“A multidão reúne-se para o evento habitual. A figura é arrastada e a massa, em êxtase, vocifera injúrias, arremessa objetos e, em catarse, expurga a sua ira. O carrasco cumpre a sua função, o corpo incendeia-se, afoga-se, enforca-se, envenena-se e a plateia está em ovação. A última mulher a ser sentenciada por bruxaria na Europa morreu em 1782, na Suíça”.
A sinopse de “Nós somos as netas de todas as bruxas que vocês não conseguiram queimar” não deixa dúvidas: esta é uma performance que evoca, de forma poderosa, as vítimas de um dos períodos mais negros da humanidade, “o maior femicídio da História Ocidental”.
Quarenta a cinquenta mil mulheres foram mortas durante o período da caça às bruxas na Europa. “As mais fustigadas eram, por um lado, idosas ou viúvas que, sem recursos, recorriam à mendicidade, e, por outro, mulheres que tinham conhecimentos audazes para a condição feminina, como ervas contracetivas e abortivas, bem como camponesas que lutavam pelo direito à sua terra”, explica-se no texto de apresentação.
Eram mulheres que, acrescenta-se, “diferiam do padrão de feminilidade vigente, eram uma ameaça ao poder e tinham de ser aniquiladas”.
A companhia Bestiário lembra-as em “Nós somos as netas de todas as bruxas que vocês não conseguiram queimar”, que chega a Leiria no dia 12 de setembro.
Na Igreja de São Pedro, mostra-se a décima criação da Bestiário, estreada em outubro de 2024 no festival Temps d’Images, em Lisboa. “Muitas eram curandeiras, parteiras, camponesas — mulheres que sabiam demasiado ou eram demasiado livres. A história apagou-as, mas o teatro recupera a memória”, vinca a companhia.
Recorrendo ao arquivo vivo dos vários corpos femininos e à implicação dos mesmos na sociedade atual, questiona-se: O que é ser bruxa? O que é ser mulher? “Ao mesmo tempo refletiremos sobre o significado que o conceito bruxa ganhou a partir das lutas feministas dos anos sessenta e do seu reflorescimento atual”. Partindo dos registos históricos, a Bestiário aborda a identidade das vítimas da caça às bruxas em Portugal para, através do seu reconhecimento, “reivindicar o seu lugar na História”.

[Dados de origem]
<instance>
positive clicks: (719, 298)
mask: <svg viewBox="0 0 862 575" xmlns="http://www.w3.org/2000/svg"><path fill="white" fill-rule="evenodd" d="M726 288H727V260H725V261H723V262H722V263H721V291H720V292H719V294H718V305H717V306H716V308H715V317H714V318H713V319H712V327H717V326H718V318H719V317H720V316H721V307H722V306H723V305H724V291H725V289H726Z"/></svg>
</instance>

[Tarefas do exercício]
**A)** Segundo o texto sobre o espetáculo da Bestiário, quando e onde estreou essa criação?
**B)** Indique todas as formas pelas quais o corpo da figura condenada é morto no parágrafo de abertura do texto sobre a caça às bruxas.

[Soluções do exercício]
**A)** Estreou em outubro de 2024, no festival Temps d'Images, em Lisboa.

**B)**
- Incendeia-se
- Afoga-se
- Enforca-se
- Envenena-se